» **Work to complete**:
In the records below, locate the line containing "of the asphalt", then extract it and all following lines exactly, ending with the last line.

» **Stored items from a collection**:
## start

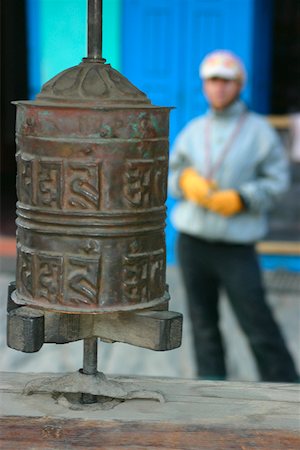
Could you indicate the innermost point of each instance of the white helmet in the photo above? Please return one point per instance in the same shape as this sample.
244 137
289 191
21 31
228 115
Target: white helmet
223 64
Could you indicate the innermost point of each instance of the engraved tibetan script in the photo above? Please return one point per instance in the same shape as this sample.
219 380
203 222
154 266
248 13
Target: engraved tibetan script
82 281
25 184
50 275
25 269
145 182
48 185
143 276
83 186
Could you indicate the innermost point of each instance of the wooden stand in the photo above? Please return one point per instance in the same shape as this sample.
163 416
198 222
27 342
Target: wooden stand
196 415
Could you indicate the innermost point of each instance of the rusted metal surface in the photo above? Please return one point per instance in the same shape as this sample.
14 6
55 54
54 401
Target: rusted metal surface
92 182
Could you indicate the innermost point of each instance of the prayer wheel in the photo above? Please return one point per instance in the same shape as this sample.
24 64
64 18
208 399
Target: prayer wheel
92 162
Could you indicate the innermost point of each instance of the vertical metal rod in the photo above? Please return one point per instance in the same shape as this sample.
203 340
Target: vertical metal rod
95 29
90 357
90 347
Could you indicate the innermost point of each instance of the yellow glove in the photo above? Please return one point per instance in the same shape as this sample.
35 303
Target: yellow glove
195 188
226 203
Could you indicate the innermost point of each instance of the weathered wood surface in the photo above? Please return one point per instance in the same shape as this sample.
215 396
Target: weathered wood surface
196 415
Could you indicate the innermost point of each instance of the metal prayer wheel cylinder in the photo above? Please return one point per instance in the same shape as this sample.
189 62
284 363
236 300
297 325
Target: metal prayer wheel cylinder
92 163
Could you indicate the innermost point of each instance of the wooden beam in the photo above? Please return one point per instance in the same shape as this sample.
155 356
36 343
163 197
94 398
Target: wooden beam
196 415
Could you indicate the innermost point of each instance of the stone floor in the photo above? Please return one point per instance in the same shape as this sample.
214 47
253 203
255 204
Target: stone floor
124 359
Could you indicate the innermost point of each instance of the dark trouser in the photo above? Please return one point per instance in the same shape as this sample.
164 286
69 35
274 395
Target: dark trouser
206 267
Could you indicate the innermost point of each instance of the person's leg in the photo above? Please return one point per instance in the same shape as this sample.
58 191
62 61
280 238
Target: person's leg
241 278
202 295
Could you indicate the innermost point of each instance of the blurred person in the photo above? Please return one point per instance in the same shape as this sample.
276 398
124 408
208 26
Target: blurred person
228 169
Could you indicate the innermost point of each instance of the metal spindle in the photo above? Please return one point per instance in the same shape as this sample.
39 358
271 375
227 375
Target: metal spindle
90 357
94 31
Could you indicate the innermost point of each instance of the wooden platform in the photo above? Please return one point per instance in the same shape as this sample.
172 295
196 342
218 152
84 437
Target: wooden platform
195 415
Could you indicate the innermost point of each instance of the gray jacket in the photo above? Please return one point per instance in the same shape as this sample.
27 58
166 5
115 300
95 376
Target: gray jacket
255 165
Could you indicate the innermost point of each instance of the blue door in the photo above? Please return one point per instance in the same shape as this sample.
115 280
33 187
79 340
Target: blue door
163 42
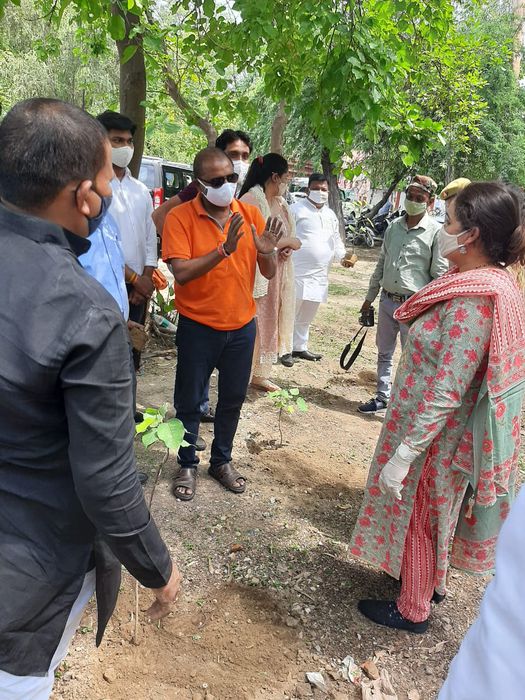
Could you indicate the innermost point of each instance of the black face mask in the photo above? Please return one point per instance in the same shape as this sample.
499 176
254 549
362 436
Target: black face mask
95 221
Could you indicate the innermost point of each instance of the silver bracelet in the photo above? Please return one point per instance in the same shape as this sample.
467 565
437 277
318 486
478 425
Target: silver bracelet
272 252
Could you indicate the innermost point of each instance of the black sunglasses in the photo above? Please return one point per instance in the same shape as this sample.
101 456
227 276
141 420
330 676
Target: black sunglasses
217 182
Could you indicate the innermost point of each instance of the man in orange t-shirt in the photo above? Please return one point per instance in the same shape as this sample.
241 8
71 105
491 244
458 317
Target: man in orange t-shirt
213 245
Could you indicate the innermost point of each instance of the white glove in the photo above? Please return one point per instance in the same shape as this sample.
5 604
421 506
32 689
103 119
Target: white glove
395 470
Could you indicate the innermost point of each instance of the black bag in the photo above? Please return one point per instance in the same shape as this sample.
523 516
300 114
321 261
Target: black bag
367 320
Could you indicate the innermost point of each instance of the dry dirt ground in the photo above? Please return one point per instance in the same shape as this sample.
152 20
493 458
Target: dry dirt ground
270 590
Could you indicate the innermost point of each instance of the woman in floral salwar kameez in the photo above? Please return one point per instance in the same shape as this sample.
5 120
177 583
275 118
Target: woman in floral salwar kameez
445 465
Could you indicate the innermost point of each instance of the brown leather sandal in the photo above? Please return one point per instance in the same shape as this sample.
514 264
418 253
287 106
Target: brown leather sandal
226 475
185 478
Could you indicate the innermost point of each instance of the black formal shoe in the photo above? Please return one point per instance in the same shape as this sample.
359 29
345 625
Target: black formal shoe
306 355
385 612
200 445
208 417
438 598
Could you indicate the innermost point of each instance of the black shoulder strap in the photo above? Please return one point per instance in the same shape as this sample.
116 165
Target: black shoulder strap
346 365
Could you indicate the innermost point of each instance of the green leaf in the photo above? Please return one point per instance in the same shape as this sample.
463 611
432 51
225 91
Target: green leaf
301 404
149 438
117 27
145 425
128 53
171 434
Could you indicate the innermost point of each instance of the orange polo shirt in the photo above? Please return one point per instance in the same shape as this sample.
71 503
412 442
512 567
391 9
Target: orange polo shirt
223 297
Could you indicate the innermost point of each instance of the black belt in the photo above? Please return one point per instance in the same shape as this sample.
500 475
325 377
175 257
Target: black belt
397 297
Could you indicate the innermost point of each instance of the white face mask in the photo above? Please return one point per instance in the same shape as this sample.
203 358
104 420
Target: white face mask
318 196
241 168
415 208
121 157
448 242
220 196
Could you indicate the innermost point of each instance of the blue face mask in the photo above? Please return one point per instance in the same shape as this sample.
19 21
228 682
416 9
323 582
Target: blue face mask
95 221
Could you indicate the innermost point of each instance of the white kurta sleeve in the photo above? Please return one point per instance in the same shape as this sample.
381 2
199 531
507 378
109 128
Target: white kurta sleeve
489 663
152 259
339 246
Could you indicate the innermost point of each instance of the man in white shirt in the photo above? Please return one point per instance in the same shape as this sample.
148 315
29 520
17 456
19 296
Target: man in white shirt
489 663
132 209
318 230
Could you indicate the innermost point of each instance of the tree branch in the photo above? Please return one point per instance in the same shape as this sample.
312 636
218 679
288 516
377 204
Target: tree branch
278 125
189 112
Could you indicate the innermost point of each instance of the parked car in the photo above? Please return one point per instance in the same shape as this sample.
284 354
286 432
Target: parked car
163 178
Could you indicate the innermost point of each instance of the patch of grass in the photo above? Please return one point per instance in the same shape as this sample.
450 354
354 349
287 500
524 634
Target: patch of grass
338 289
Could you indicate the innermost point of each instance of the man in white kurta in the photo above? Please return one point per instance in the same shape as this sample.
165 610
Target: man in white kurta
318 230
490 662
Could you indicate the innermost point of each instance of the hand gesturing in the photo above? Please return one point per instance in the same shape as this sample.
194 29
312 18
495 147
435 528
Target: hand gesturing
267 241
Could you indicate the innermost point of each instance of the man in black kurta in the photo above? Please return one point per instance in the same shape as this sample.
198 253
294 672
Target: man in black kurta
70 500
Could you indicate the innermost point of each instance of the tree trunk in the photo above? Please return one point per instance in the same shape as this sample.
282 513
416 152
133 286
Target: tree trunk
278 126
133 85
519 13
334 200
191 115
399 176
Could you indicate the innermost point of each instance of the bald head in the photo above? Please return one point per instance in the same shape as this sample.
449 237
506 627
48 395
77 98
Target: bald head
210 160
44 145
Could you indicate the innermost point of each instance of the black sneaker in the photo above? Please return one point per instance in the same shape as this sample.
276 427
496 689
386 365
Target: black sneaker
208 417
372 406
385 612
200 444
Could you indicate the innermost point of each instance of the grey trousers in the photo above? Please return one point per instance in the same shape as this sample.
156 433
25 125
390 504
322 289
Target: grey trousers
386 337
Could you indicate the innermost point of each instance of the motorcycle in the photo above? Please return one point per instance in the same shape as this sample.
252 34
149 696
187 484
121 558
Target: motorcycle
380 224
359 230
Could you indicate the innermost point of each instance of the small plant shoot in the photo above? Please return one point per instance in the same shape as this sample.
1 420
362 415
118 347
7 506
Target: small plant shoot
287 401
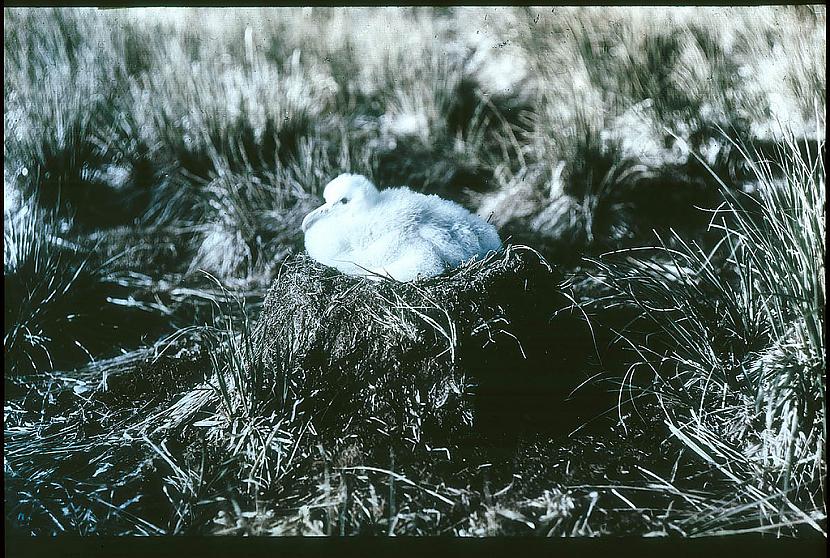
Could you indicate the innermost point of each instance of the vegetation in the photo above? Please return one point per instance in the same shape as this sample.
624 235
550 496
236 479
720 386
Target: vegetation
646 356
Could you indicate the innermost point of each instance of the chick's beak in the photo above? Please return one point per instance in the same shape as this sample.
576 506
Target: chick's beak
309 219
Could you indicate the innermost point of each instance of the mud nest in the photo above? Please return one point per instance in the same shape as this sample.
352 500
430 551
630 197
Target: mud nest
411 361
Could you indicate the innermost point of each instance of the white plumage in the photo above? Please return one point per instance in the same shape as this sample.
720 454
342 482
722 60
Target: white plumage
394 232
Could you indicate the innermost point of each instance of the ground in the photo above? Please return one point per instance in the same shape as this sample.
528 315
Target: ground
646 357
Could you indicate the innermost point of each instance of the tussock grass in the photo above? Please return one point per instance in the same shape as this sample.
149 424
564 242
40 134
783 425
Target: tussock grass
739 368
174 366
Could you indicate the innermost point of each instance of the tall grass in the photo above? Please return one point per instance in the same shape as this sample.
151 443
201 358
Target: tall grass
738 359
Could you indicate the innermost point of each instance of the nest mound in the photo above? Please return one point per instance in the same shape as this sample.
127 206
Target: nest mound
405 360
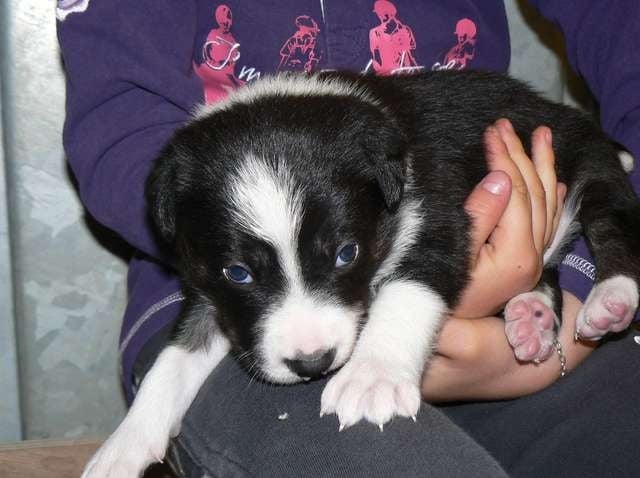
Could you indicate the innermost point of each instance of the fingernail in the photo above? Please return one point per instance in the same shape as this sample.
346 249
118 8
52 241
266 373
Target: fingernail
494 183
506 125
492 130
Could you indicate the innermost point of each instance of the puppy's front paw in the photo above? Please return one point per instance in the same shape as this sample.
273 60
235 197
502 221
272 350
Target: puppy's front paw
609 308
124 454
529 322
371 390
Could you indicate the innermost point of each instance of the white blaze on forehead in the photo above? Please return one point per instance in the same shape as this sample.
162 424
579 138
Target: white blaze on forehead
267 203
288 85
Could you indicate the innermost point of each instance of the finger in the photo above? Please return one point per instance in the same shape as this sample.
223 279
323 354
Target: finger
485 205
544 162
514 227
532 185
561 194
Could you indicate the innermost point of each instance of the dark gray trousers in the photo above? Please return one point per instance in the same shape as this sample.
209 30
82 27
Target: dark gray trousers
588 424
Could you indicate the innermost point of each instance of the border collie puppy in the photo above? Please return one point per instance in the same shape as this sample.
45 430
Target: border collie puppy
318 224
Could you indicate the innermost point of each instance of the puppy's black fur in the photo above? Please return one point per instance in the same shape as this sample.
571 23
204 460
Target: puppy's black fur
351 157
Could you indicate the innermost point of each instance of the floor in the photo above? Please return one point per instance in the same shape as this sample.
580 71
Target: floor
54 459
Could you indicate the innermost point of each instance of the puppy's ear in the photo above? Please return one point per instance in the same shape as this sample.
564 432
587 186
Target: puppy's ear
386 151
161 194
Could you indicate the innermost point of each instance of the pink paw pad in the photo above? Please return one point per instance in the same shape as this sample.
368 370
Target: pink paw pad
529 322
609 308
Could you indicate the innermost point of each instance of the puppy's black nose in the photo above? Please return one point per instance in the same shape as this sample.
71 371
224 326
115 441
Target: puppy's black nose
311 365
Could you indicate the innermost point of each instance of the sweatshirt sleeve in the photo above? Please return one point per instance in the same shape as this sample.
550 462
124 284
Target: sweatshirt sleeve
130 84
602 41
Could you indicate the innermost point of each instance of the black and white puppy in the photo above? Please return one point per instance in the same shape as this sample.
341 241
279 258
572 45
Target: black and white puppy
318 223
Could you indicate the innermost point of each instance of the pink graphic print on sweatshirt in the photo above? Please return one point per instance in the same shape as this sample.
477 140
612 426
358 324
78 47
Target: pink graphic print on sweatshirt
459 56
300 51
220 53
392 43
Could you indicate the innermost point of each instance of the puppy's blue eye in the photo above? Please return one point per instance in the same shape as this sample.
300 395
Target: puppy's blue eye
346 255
237 274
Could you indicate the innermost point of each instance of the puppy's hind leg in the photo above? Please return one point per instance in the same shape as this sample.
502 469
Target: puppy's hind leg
165 394
532 319
610 218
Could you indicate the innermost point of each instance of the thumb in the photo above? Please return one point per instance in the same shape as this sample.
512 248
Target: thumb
485 205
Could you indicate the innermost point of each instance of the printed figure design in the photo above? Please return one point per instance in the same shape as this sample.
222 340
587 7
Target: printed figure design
300 51
220 53
459 56
66 7
392 43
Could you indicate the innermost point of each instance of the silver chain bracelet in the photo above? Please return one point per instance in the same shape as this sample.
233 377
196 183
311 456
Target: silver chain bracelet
563 358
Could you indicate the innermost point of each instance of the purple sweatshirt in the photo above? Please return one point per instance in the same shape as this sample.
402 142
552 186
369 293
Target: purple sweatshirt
137 69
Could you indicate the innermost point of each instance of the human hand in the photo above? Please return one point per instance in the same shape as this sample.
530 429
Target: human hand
476 362
515 212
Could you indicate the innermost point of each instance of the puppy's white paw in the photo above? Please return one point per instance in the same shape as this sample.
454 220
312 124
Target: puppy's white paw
371 390
610 307
529 322
124 454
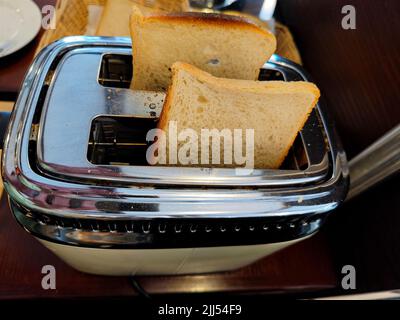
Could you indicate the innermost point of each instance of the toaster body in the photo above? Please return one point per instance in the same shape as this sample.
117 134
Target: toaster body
75 173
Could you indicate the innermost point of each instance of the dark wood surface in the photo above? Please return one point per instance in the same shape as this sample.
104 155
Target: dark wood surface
304 267
357 70
358 73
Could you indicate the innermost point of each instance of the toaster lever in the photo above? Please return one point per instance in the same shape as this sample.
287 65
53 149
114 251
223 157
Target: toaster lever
4 118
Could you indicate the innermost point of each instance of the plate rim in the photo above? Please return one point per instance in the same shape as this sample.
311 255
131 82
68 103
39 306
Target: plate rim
33 24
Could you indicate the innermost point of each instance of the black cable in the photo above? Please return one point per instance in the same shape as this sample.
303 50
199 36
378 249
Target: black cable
139 289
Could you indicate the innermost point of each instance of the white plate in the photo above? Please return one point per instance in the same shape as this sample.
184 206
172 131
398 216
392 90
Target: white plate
20 22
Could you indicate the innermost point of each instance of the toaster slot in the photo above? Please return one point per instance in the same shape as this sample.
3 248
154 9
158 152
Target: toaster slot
121 140
116 71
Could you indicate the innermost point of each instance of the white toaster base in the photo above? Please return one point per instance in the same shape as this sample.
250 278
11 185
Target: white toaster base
126 262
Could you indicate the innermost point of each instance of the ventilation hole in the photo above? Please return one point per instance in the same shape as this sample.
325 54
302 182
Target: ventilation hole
178 228
146 228
213 62
162 228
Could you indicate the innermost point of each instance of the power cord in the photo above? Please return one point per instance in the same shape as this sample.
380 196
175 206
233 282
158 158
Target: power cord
139 289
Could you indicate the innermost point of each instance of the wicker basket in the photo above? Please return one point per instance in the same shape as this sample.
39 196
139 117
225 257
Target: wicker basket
72 19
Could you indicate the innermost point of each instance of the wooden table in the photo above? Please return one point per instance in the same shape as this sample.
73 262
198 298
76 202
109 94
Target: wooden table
304 267
359 85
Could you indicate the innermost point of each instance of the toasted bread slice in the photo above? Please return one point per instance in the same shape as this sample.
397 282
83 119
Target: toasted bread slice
115 17
223 45
276 110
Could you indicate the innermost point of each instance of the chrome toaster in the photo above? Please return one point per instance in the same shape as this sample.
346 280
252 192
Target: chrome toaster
75 172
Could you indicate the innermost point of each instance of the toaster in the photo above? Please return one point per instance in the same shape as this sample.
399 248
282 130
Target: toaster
76 177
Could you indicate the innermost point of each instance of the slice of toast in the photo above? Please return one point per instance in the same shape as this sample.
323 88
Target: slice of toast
223 45
276 110
116 13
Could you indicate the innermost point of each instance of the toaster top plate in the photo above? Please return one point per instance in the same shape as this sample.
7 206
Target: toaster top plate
87 94
54 165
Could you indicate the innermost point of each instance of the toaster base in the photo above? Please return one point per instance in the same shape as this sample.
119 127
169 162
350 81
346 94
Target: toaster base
176 261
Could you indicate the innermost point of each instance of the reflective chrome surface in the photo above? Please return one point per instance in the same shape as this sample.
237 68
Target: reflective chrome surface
77 202
75 93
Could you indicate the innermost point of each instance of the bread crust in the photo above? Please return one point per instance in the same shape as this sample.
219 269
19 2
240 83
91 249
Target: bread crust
229 84
213 19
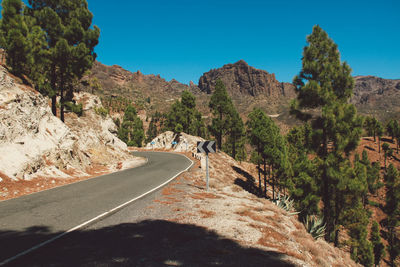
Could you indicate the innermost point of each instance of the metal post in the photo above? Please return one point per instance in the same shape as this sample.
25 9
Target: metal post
207 175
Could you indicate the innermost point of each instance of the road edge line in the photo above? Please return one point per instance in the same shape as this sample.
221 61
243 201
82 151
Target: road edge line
103 215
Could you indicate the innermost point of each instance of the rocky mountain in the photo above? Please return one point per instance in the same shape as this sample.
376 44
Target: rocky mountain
241 79
376 96
150 92
249 87
36 144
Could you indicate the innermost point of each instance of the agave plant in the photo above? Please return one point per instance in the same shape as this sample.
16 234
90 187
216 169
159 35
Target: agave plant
315 226
284 202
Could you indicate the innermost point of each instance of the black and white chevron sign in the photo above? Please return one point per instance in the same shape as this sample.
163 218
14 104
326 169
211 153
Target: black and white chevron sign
206 147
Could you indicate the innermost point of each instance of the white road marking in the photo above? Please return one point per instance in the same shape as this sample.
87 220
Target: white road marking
92 220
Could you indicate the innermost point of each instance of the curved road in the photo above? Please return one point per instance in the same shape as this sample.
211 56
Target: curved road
59 210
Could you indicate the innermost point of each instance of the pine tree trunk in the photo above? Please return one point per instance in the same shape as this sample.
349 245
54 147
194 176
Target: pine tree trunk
379 139
259 169
273 185
219 138
62 99
54 105
336 221
234 146
265 178
53 87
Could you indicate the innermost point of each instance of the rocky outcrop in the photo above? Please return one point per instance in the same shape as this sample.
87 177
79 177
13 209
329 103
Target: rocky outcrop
377 96
34 143
370 88
241 79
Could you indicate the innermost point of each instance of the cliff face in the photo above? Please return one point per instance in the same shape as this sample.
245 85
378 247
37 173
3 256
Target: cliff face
151 92
242 79
376 96
34 143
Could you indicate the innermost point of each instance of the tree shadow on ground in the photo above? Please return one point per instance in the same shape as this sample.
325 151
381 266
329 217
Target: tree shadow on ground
369 148
249 184
387 140
147 243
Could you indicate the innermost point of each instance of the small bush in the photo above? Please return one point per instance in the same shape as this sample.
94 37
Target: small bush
315 226
284 202
75 108
101 111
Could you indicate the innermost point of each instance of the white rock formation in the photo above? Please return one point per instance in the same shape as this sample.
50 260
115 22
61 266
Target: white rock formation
34 143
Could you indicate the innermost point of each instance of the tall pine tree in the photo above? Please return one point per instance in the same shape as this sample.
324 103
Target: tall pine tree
15 36
326 83
392 209
70 44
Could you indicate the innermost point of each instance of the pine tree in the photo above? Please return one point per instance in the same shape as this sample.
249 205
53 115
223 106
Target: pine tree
305 191
396 135
256 124
372 173
15 36
372 125
379 133
392 209
391 128
70 44
387 151
326 83
376 240
184 113
221 106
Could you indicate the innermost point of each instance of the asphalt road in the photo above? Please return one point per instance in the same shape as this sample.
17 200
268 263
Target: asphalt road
61 209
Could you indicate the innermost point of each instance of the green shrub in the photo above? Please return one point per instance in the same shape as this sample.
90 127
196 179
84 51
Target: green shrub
75 108
284 202
101 111
315 226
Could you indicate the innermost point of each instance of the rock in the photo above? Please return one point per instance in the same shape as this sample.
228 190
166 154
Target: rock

## end

» **Answer to this problem**:
Could you indicate the innermost point of each instance of the asphalt road in the photo above? Please return one point per instance in the same shape as this sample.
17 200
268 263
Target: asphalt road
61 209
Could you indicate the innermost point of each instance of the green shrub in the photo above? Please return one point per instance in the same shape as this sample.
90 127
196 179
84 51
Target: green shrub
75 108
284 202
101 111
315 226
Could you indicate the innermost point of each instance of the rock in the photo above? Please return one point per instance in the same shape as this sample.
228 190
166 154
Target: rock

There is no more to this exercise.